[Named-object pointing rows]
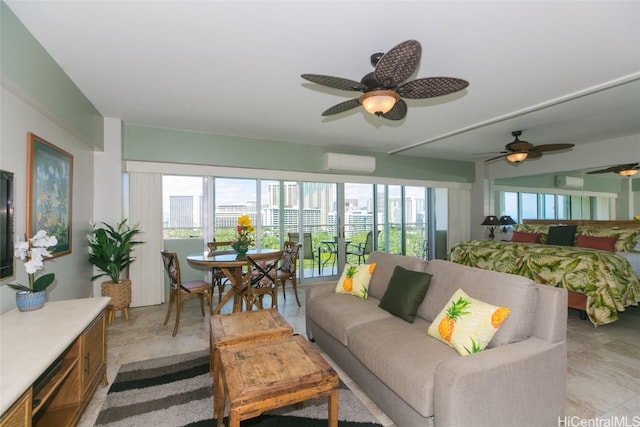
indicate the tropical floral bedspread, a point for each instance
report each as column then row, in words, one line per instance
column 607, row 279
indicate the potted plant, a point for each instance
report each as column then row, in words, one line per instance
column 110, row 251
column 32, row 253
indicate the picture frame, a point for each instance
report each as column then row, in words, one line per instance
column 49, row 192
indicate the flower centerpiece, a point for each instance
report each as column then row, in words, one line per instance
column 32, row 253
column 245, row 238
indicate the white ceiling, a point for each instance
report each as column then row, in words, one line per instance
column 562, row 71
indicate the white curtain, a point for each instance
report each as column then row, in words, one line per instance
column 459, row 214
column 145, row 209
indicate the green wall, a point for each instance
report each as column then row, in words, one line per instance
column 29, row 67
column 176, row 146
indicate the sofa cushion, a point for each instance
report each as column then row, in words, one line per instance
column 337, row 313
column 501, row 289
column 467, row 324
column 355, row 280
column 405, row 292
column 402, row 356
column 384, row 270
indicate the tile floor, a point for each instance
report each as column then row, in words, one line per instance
column 604, row 362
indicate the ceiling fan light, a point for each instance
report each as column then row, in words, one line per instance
column 517, row 157
column 379, row 102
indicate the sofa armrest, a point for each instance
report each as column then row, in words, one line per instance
column 316, row 291
column 516, row 384
column 324, row 288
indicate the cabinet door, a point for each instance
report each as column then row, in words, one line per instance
column 93, row 353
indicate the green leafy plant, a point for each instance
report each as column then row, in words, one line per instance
column 110, row 248
column 32, row 253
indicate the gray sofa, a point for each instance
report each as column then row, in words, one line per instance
column 417, row 380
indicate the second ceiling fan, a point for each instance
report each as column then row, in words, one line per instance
column 518, row 151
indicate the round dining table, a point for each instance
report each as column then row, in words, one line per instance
column 231, row 264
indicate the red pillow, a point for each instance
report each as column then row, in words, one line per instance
column 593, row 242
column 520, row 237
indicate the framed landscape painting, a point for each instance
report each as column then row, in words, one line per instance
column 49, row 192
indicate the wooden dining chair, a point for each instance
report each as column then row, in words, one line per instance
column 181, row 291
column 362, row 250
column 287, row 269
column 218, row 278
column 262, row 279
column 308, row 250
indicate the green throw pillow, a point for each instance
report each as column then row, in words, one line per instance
column 405, row 292
column 561, row 235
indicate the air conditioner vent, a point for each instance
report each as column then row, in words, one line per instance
column 349, row 163
column 563, row 181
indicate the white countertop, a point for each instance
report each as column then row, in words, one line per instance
column 31, row 341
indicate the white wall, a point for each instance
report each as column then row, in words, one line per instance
column 107, row 200
column 21, row 115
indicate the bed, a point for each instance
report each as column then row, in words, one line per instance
column 601, row 283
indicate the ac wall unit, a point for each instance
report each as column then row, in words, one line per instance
column 569, row 181
column 349, row 163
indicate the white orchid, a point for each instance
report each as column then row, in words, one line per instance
column 32, row 253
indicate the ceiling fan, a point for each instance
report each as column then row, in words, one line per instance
column 383, row 88
column 628, row 169
column 517, row 151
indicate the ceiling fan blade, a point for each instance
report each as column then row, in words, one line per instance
column 335, row 82
column 342, row 107
column 552, row 147
column 431, row 87
column 398, row 112
column 398, row 64
column 611, row 169
column 617, row 168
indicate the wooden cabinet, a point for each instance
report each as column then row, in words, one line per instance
column 94, row 356
column 19, row 413
column 61, row 393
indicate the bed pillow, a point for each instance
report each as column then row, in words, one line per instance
column 467, row 324
column 355, row 280
column 602, row 243
column 627, row 237
column 405, row 292
column 561, row 235
column 543, row 230
column 521, row 237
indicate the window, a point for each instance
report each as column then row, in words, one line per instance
column 403, row 218
column 182, row 213
column 554, row 206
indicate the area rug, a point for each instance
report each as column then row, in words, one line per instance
column 177, row 391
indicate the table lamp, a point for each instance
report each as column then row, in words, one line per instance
column 491, row 220
column 506, row 221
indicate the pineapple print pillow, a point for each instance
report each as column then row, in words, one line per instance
column 467, row 324
column 355, row 280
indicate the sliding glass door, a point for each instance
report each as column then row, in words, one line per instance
column 335, row 222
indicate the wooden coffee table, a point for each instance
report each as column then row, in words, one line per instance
column 262, row 376
column 241, row 328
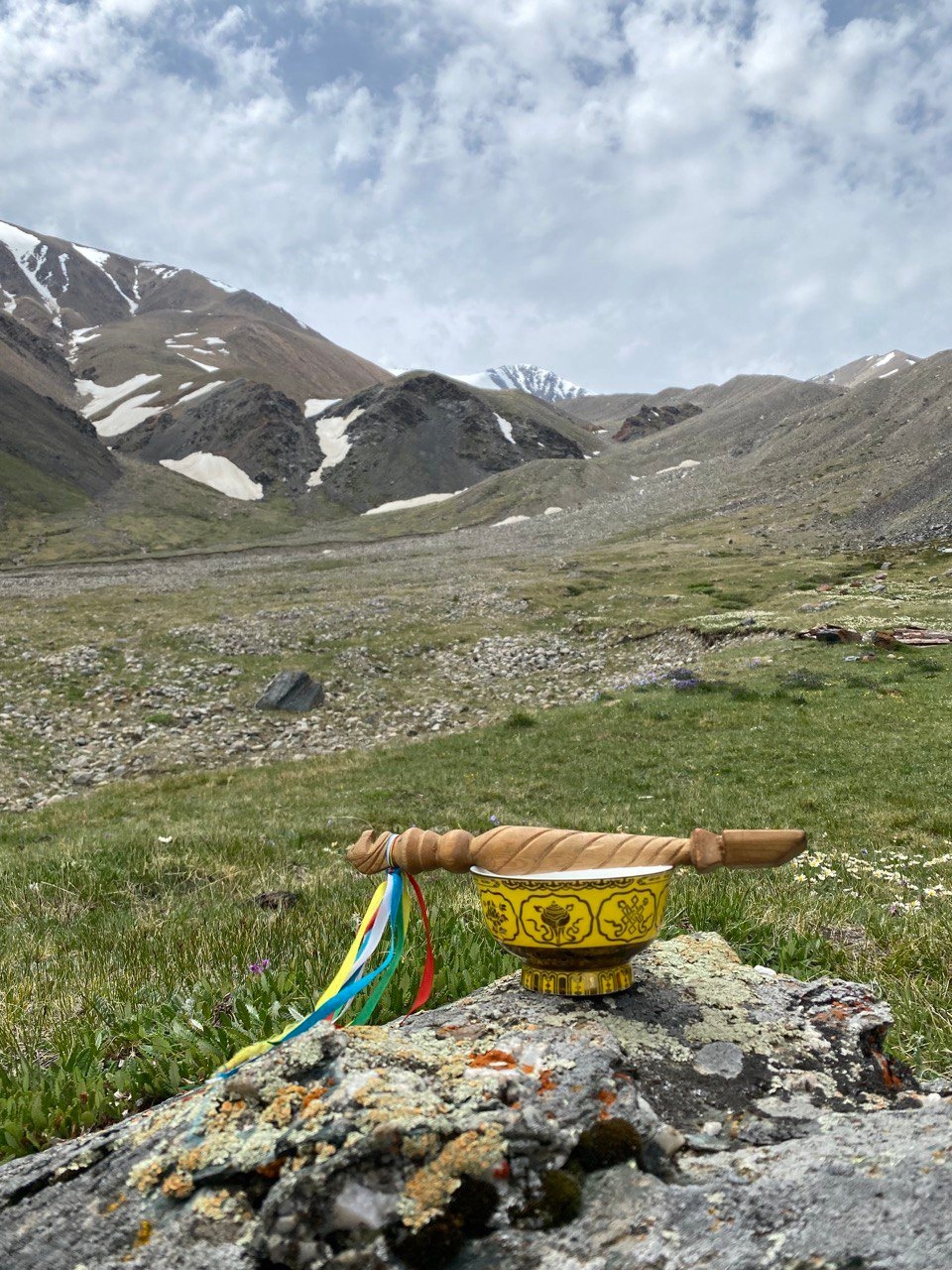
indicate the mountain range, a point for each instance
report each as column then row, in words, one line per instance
column 135, row 393
column 542, row 384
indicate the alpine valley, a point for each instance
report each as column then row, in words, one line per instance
column 146, row 408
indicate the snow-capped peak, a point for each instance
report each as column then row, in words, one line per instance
column 529, row 379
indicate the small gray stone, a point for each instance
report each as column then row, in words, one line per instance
column 720, row 1058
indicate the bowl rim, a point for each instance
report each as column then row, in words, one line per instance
column 578, row 874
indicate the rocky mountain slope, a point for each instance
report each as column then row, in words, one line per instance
column 419, row 439
column 50, row 456
column 426, row 436
column 244, row 440
column 654, row 418
column 535, row 380
column 140, row 338
column 875, row 366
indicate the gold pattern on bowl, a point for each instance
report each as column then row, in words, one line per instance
column 575, row 931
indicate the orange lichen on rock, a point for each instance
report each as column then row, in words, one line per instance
column 146, row 1175
column 284, row 1105
column 178, row 1185
column 472, row 1155
column 222, row 1118
column 499, row 1060
column 309, row 1102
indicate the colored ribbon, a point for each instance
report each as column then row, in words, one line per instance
column 389, row 912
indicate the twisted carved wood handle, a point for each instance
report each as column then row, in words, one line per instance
column 527, row 849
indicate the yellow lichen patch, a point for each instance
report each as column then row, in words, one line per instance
column 145, row 1175
column 431, row 1187
column 284, row 1105
column 178, row 1185
column 221, row 1206
column 311, row 1102
column 193, row 1159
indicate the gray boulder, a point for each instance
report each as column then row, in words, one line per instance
column 291, row 690
column 716, row 1115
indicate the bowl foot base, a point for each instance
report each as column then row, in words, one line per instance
column 578, row 983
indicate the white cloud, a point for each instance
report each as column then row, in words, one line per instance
column 635, row 194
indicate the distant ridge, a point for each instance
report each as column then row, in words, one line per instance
column 123, row 339
column 546, row 385
column 875, row 366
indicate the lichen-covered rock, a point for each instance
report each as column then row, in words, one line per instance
column 716, row 1115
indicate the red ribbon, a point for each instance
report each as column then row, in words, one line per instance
column 422, row 992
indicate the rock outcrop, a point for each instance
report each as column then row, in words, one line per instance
column 716, row 1115
column 654, row 418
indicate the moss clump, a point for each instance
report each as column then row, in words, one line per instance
column 610, row 1142
column 561, row 1197
column 466, row 1216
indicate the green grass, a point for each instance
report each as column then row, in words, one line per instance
column 131, row 926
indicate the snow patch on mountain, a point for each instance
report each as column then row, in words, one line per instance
column 127, row 414
column 313, row 405
column 535, row 380
column 103, row 395
column 217, row 472
column 865, row 368
column 31, row 254
column 506, row 429
column 331, row 437
column 98, row 258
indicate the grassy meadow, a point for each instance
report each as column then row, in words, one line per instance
column 134, row 952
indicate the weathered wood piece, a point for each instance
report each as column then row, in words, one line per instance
column 830, row 634
column 516, row 849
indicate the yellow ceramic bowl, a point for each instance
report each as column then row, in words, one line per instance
column 575, row 931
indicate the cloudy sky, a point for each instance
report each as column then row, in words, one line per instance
column 630, row 193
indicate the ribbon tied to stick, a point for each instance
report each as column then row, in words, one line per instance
column 389, row 912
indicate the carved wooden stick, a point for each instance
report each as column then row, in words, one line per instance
column 526, row 849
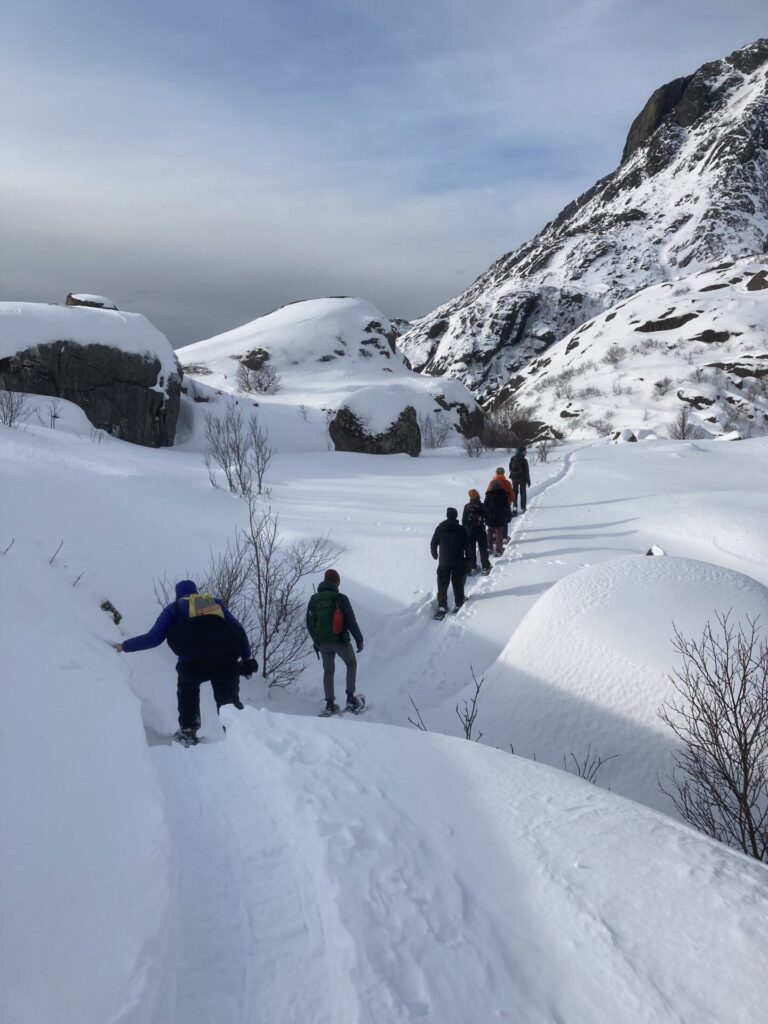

_REQUEST_
Repeat every row above word for word, leaving the pictures out.

_ANSWER_
indicate the tropical floral bedspread, a point for each instance
report each as column then row, in words, one line per instance
column 607, row 279
indicate the potted plant, a point for each instance
report each as column then row, in words, one line per instance
column 110, row 251
column 32, row 253
indicate the picture frame, a point for each instance
report each as column then row, in words, one line per instance
column 49, row 192
indicate the flower centerpiece, a point for each instance
report each as column then row, in words, one line per instance
column 32, row 253
column 245, row 238
indicate the white ceiling, a point for each instance
report each as column then row, in words, one line per instance
column 562, row 71
indicate the white curtain, a point for each instance
report each as column then row, in words, one line per instance
column 459, row 214
column 145, row 209
indicate the green wall, a point for each instance
report each as column then row, in words, one line per instance
column 29, row 67
column 176, row 146
indicate the sofa cushion, a point for each instance
report each as column then row, in words, one line per instance
column 337, row 313
column 501, row 289
column 467, row 324
column 355, row 280
column 405, row 292
column 402, row 356
column 384, row 270
indicate the tile floor, a point for each instance
report each as column then row, in words, one line per instance
column 604, row 362
indicate the ceiling fan light, a point for each instance
report each as column then row, in words, one line per instance
column 517, row 157
column 379, row 102
indicate the sofa armrest, a point for each instance
report each as column then row, in words, one line per instance
column 316, row 291
column 516, row 384
column 324, row 288
indicate the cabinet door, a point for each instance
report each as column then row, in words, one line per instance
column 93, row 353
indicate the green leafy plant, a point for each instance
report each as column then row, in words, one line per instance
column 110, row 248
column 32, row 253
indicate the gray sofa, a point for each instance
report each as column then row, in words, one line per instance
column 417, row 380
indicate the second ceiling fan, a point for each instance
report each as column then row, in words, one line per instance
column 518, row 151
indicate the round dining table, a point for each instance
report each as column then row, in words, one line per instance
column 231, row 264
indicate the red pillow, a point for each instance
report each as column then row, in words, one line per instance
column 593, row 242
column 520, row 237
indicate the framed landscape painting, a point for each instance
report each as column then row, in words, one line per instance
column 49, row 192
indicate the wooden dining chair, a point for each instance
report each as column then row, in words, one line per instance
column 181, row 291
column 362, row 250
column 287, row 269
column 218, row 278
column 262, row 279
column 308, row 250
indicate the green throw pillow, a point for each instance
report each as column then row, in words, one line per instance
column 405, row 292
column 561, row 235
indicate the air conditioner vent, a point for each instance
report each as column then row, in words, one line per instance
column 349, row 163
column 563, row 181
indicate the white countertop, a point for each instance
report each as column then row, in words, one line per instance
column 31, row 341
indicate the white wall, a point for each instance
report each as column then row, in words, one line per instance
column 107, row 200
column 21, row 115
indicate the bed, a point for each instance
report each as column then row, in words, one line per instance
column 601, row 283
indicate the ac wall unit, a point for each instance
report each as column then row, in words, one line per instance
column 569, row 181
column 349, row 163
indicate the white orchid, a point for each instance
report each as column then row, in words, one line per instance
column 32, row 253
indicate the ceiling fan, a point for each instance
report each as column then row, in words, one line per instance
column 383, row 88
column 628, row 169
column 517, row 151
indicate the ceiling fan blade, a point for each instance
report each as column then row, in words, one line per instance
column 335, row 82
column 342, row 107
column 552, row 147
column 431, row 87
column 398, row 112
column 398, row 64
column 611, row 169
column 617, row 168
indicate the wooden cabinet, a point for each instance
report each as column then row, in words, one line per instance
column 94, row 356
column 19, row 413
column 61, row 393
indicate the bed pillow, a point for each instance
report each as column then row, in words, one line per instance
column 467, row 324
column 355, row 280
column 602, row 243
column 627, row 237
column 405, row 292
column 561, row 235
column 543, row 230
column 521, row 237
indicate the window, a point for each instance
report each as column then row, in words, one line per instance
column 403, row 218
column 182, row 213
column 554, row 206
indicate the area rug, a point for each instance
report each as column then row, in words, one line per instance
column 177, row 391
indicate the table lamp, a point for each instance
report each as column then row, in words, one line per instance
column 491, row 220
column 506, row 221
indicate the pineapple print pillow, a point for each instance
report each as column then row, in words, one line per instance
column 467, row 324
column 355, row 280
indicate the sliding glass door, a point for each instance
report each as column then row, in words, one line per instance
column 335, row 222
indicate the wooden coffee table, a point for each instance
report each as column then row, in words, one line per instance
column 262, row 376
column 241, row 328
indicate the mountain range, a point for each instance
report each as column then row, in words, one line per instance
column 135, row 393
column 542, row 384
indicate the alpine valley, a point for each instance
report each as column then row, in words, one line per instance
column 146, row 408
indicate the snow-capped peak, a point for each instance
report each as column then row, in words, one line per instance
column 529, row 379
indicate the small gray stone, a point for each instance
report each as column then row, in words, one line per instance
column 720, row 1058
indicate the bowl rim, a point for each instance
report each as column then row, in words, one line per instance
column 578, row 874
indicate the rocky mountain slope, a point for each instance
report each as column then row, in words, one line per instance
column 419, row 439
column 50, row 456
column 426, row 436
column 244, row 440
column 654, row 418
column 535, row 380
column 140, row 338
column 875, row 366
indicate the gold pattern on bowl, a point for each instance
report each as column then row, in words, one line per instance
column 575, row 931
indicate the orange lichen on rock, a point for each instance
report each as column then row, in words, one line per instance
column 146, row 1175
column 284, row 1105
column 178, row 1185
column 472, row 1155
column 222, row 1118
column 499, row 1060
column 309, row 1102
indicate the colored ribbon, a point for each instance
report each as column then row, in words, one line per instance
column 389, row 912
indicate the twisted carved wood handle, a point for each instance
report each as column then row, in words, one line per instance
column 527, row 849
indicate the yellow lichen patch, a point for each instance
report each as column then row, in words, one line per instance
column 145, row 1175
column 431, row 1187
column 284, row 1105
column 178, row 1185
column 221, row 1206
column 311, row 1102
column 193, row 1159
indicate the gray boulder, a point for each instance
report each as column then row, in words, one line per instance
column 291, row 690
column 716, row 1115
indicate the bowl foot base, a point for each instance
report each as column then row, in words, one line per instance
column 578, row 983
indicate the white cloud, a point for each instance
report each as column then row, in words, one line per instance
column 635, row 194
indicate the distant ridge, a point for each instance
report each as column then row, in words, one line per instance
column 123, row 339
column 546, row 385
column 875, row 366
indicate the lichen-covered rock, a point for each instance
report each as column then row, in words, one line per instance
column 716, row 1115
indicate the red ribbon, a point for each instance
report each as column then row, in words, one line per instance
column 422, row 992
indicate the rock outcrop, a point for each instance
report each as column then row, in words, one line per instance
column 716, row 1115
column 654, row 418
indicate the moss clump, a point for each instance
report each as column then row, in words, one line per instance
column 610, row 1142
column 561, row 1197
column 466, row 1216
indicate the green grass, a point for each instance
report each as column then row, in words, one line per instance
column 131, row 926
indicate the snow patch on mountain, a point for each instance
report each as column then row, in words, one line per instance
column 127, row 414
column 313, row 405
column 535, row 380
column 103, row 395
column 217, row 472
column 865, row 368
column 31, row 254
column 506, row 429
column 331, row 437
column 98, row 258
indicate the grassy meadow, a point for each instance
report each as column then row, in words, one line per instance
column 134, row 952
indicate the weathered wood piece, a point for each instance
report each as column then row, in words, one line per instance
column 830, row 634
column 516, row 849
indicate the yellow ceramic bowl, a point for each instance
report each as column then row, in words, one line per instance
column 575, row 931
indicate the cloudy sky, a point for each instance
report each as column then row, in words, one line per instance
column 630, row 193
indicate the ribbon tied to stick, a point for each instance
report each as column then row, in words, one line per instance
column 389, row 912
indicate the carved wooden stick, a point for each instance
report each as column then row, in words, one line per instance
column 526, row 849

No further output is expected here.